§ Your task
How many lines within the records include the word "upright"? Only that number should be given.

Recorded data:
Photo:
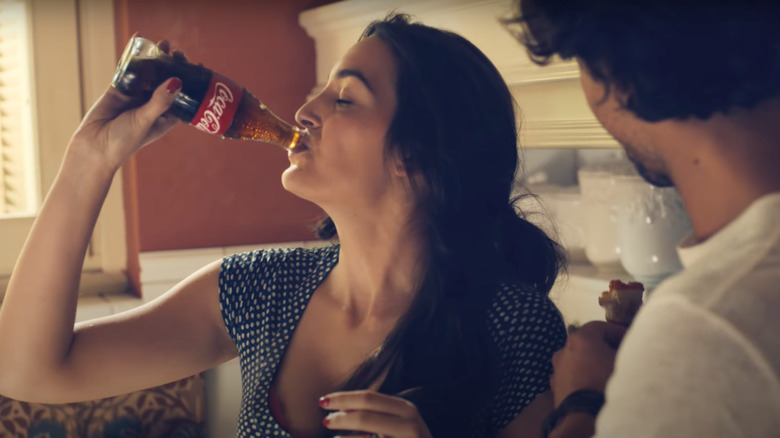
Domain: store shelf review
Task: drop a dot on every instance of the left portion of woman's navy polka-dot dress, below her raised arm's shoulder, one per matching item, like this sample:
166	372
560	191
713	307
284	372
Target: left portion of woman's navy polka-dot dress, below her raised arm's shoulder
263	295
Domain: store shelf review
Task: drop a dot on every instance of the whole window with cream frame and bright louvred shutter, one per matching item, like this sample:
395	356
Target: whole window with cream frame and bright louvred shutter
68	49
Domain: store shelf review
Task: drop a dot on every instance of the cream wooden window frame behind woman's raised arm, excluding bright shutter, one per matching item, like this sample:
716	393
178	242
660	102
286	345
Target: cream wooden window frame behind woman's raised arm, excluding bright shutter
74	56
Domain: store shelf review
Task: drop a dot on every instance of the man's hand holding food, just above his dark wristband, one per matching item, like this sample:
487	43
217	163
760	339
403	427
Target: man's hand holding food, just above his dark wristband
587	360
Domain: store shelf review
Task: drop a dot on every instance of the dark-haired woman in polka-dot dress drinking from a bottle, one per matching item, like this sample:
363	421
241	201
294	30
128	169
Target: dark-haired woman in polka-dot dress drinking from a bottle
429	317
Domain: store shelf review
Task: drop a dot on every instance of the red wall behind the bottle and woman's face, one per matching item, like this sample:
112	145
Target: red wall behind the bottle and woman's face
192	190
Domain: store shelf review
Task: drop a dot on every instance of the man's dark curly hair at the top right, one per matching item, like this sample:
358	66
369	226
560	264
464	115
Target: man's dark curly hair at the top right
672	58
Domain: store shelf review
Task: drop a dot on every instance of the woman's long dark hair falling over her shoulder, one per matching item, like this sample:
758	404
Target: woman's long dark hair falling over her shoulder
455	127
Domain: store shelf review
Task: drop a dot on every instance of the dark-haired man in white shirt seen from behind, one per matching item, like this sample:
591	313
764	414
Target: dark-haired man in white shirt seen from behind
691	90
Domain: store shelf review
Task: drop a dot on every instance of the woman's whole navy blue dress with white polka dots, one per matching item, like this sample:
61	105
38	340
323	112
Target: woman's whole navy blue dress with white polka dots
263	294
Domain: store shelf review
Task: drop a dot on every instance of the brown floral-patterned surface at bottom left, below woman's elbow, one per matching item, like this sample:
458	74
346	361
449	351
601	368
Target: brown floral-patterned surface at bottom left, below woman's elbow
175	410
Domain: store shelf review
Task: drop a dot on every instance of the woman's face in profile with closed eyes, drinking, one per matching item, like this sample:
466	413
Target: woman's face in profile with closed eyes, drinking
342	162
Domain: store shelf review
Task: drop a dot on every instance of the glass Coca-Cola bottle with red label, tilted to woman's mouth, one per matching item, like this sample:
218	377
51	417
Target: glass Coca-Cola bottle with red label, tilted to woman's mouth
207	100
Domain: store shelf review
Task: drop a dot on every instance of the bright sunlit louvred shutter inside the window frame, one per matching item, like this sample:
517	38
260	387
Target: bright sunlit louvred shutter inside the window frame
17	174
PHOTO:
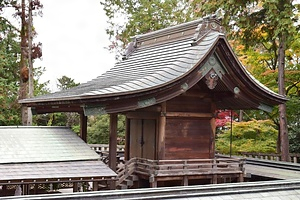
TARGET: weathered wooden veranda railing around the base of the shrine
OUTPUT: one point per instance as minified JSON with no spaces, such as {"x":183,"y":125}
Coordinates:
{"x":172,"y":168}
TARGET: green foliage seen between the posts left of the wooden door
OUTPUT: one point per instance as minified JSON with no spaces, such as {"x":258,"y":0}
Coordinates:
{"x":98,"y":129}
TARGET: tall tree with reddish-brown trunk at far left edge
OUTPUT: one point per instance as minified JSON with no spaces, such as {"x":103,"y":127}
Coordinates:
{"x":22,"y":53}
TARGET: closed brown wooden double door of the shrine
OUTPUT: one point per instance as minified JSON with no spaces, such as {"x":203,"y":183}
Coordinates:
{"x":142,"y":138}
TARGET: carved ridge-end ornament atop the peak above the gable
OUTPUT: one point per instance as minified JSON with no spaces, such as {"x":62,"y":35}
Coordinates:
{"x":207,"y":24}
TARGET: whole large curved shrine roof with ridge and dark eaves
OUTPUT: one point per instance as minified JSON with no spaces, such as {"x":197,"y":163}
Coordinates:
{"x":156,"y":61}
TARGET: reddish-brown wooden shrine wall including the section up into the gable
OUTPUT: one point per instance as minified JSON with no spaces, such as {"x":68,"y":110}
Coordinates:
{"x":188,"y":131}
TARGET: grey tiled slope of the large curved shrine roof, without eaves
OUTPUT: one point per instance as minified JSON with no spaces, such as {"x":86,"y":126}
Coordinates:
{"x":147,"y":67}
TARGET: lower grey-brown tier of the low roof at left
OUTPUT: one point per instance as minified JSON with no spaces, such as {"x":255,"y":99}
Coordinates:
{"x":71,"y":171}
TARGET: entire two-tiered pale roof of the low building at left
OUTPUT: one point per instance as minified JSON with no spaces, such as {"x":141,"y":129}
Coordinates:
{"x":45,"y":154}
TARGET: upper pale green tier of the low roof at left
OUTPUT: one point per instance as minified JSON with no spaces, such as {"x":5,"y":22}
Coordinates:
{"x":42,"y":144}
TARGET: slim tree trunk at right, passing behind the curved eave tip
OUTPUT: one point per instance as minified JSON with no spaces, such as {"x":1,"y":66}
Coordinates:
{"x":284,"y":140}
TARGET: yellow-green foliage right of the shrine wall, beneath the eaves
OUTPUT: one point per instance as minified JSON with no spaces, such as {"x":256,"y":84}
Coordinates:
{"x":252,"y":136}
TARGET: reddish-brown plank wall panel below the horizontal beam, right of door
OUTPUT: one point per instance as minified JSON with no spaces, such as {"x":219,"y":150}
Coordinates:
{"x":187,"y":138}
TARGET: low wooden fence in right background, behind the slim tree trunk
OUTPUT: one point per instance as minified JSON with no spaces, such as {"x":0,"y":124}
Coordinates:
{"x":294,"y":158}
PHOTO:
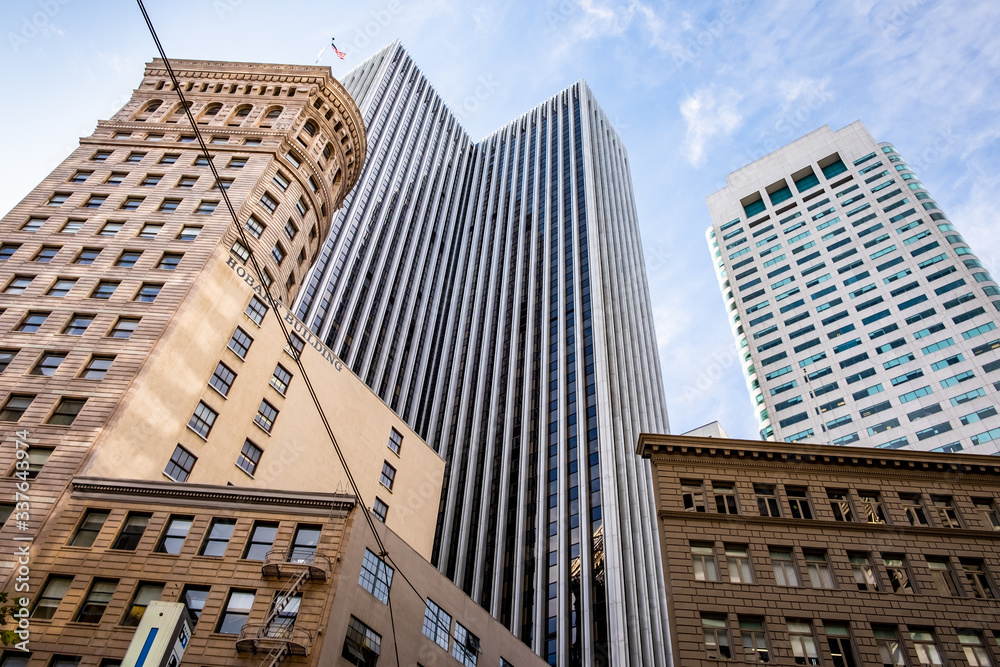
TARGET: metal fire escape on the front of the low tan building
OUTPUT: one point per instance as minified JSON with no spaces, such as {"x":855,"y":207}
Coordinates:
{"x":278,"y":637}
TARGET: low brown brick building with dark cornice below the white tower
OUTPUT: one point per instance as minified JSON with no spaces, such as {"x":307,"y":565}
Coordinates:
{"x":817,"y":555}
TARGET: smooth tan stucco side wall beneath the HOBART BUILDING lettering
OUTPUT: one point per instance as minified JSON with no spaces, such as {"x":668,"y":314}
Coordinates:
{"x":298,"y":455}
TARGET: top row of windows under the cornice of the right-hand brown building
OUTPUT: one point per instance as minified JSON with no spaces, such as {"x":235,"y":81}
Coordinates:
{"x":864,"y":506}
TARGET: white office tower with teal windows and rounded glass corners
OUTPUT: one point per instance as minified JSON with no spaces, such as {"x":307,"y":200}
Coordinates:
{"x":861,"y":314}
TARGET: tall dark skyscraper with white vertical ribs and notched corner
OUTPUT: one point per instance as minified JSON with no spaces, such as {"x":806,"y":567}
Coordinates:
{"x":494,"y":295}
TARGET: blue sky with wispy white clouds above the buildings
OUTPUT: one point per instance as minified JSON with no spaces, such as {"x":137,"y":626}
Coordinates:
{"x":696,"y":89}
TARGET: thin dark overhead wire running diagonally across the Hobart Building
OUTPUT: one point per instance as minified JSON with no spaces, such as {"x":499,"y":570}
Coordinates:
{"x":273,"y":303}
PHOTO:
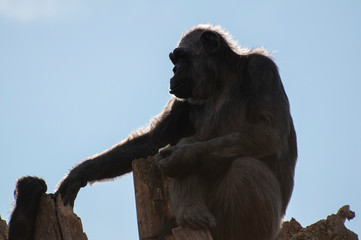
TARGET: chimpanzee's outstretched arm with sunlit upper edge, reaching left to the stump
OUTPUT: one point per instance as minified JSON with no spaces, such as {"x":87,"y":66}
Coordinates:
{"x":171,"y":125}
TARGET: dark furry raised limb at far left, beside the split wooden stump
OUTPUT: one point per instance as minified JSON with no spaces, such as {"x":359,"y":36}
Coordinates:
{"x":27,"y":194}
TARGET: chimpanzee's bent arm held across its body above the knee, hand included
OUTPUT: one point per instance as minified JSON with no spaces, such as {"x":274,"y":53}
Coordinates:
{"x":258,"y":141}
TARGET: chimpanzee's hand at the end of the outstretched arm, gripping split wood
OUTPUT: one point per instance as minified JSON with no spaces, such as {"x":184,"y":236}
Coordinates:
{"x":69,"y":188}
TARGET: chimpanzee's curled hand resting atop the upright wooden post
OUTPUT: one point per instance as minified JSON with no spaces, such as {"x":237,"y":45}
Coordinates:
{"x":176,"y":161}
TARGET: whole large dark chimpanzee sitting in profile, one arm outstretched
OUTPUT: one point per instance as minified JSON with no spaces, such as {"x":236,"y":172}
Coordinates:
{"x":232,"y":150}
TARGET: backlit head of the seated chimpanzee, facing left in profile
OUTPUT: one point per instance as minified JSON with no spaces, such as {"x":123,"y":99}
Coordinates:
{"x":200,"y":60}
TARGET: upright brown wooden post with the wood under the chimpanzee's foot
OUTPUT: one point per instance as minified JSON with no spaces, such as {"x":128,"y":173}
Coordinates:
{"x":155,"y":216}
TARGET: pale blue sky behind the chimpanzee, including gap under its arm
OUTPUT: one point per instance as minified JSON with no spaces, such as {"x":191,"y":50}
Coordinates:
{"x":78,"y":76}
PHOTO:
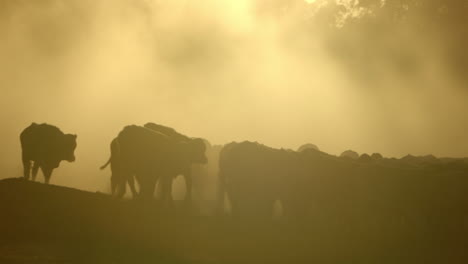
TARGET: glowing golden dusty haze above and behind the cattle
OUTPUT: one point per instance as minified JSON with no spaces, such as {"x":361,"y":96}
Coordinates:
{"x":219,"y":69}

§ Answer for the task
2